Boundary annotation records

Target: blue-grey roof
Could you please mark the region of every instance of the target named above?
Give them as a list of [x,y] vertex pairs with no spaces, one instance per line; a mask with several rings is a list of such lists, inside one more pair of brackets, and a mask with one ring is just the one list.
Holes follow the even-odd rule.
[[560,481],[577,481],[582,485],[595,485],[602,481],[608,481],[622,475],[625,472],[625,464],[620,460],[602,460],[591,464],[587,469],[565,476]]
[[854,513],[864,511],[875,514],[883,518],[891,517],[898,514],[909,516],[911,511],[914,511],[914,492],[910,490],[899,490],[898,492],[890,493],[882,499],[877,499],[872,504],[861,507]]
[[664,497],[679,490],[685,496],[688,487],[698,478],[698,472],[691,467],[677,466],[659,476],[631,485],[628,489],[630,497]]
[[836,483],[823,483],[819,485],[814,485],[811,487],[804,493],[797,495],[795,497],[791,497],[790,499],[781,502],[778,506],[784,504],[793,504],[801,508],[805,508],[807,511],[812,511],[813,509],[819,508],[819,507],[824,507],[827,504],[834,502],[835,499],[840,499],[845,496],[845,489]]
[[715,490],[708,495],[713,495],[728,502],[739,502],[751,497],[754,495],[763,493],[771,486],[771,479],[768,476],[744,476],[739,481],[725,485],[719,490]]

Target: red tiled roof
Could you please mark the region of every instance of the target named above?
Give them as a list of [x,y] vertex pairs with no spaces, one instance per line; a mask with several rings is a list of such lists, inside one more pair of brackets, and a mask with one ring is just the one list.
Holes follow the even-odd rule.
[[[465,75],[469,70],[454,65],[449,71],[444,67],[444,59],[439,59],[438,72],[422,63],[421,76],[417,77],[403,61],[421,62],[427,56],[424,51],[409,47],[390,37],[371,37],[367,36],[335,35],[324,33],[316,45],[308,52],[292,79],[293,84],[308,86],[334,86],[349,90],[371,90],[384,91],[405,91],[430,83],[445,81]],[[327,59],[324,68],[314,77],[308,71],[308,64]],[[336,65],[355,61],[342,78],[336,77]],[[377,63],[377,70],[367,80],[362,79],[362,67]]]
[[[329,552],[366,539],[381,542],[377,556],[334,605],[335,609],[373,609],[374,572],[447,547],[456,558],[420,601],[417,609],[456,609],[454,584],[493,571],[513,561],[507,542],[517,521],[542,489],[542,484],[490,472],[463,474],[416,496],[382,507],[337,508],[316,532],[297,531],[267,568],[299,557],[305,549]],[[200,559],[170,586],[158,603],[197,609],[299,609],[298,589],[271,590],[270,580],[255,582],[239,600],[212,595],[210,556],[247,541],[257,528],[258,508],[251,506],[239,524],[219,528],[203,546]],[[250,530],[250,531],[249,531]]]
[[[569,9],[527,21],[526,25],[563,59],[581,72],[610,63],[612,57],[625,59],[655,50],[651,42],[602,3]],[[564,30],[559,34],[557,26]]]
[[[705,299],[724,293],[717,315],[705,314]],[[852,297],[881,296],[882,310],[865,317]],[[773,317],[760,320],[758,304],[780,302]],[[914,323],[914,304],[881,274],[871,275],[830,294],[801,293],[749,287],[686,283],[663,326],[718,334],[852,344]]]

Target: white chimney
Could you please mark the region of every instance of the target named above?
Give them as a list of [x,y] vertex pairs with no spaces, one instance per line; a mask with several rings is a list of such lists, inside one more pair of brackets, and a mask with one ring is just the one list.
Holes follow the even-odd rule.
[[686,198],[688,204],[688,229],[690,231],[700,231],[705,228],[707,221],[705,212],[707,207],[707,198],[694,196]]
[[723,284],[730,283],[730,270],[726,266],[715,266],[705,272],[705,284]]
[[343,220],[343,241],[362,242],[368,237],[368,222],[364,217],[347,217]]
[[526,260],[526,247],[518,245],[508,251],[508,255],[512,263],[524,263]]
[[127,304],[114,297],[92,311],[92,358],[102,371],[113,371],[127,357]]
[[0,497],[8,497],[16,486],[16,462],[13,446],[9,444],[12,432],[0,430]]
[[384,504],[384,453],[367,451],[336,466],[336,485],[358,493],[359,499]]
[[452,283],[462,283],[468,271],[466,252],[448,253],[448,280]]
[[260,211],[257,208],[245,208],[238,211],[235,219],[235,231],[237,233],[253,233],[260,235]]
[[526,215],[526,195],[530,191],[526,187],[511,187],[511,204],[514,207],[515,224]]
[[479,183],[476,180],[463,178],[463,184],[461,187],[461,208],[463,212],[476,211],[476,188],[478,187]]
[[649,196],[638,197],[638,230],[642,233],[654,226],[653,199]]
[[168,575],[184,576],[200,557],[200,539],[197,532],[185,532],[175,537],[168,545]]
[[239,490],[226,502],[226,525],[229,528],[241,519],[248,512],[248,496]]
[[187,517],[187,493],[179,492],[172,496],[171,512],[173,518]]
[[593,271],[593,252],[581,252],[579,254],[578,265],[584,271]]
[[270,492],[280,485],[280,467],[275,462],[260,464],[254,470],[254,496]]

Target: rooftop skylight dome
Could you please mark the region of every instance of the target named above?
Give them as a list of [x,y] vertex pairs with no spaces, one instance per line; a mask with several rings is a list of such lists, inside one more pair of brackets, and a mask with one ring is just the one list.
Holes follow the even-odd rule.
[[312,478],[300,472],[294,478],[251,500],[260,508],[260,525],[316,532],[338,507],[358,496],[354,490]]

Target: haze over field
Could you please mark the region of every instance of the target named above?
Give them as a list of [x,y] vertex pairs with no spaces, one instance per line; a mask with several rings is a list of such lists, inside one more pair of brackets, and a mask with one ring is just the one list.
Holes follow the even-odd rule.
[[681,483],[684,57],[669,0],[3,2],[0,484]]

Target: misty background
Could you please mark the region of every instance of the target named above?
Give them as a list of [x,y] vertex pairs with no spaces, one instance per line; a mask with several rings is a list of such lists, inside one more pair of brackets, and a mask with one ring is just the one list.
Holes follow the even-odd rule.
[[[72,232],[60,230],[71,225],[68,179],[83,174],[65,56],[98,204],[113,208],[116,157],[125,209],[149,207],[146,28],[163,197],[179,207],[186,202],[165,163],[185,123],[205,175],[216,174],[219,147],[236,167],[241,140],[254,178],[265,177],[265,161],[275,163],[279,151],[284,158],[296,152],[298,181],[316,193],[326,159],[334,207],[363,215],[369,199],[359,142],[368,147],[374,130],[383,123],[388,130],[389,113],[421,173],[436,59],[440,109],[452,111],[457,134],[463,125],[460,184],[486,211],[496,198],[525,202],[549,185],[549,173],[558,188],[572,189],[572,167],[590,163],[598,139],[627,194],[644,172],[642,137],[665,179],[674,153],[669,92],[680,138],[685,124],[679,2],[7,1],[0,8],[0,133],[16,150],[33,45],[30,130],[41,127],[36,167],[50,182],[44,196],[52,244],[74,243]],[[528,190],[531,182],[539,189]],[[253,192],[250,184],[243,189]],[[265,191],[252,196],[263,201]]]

Goal. Repeat the lines verbatim, starting at the line that contains "Target: rooftop skylight dome" and ending at the line that contains "[[681,483],[684,57],[669,0],[3,2],[0,484]]", with both of those lines included.

Result.
Target: rooftop skylight dome
Could you please mark the region of every instance of the target named above?
Give them as a list of [x,y] vertex pairs with no spaces, one instance per line; a mask with several rings is a list of such lists, inside one more pair of brackets, and a mask with one ring is just the one list.
Holes follow the even-odd rule.
[[312,478],[300,472],[294,478],[251,500],[260,508],[260,525],[316,532],[338,507],[358,496],[354,490]]

Target: haze over field
Could you please mark the region of every instance of the target named above?
Give them as a list of [x,y] vertex pairs with no spaces, one instance per line; a mask with several rings is a list of such lists, inside one more pair of brackets, and a mask with one ring is just the one list.
Holes follow the even-odd rule.
[[681,483],[684,57],[669,0],[3,2],[0,484]]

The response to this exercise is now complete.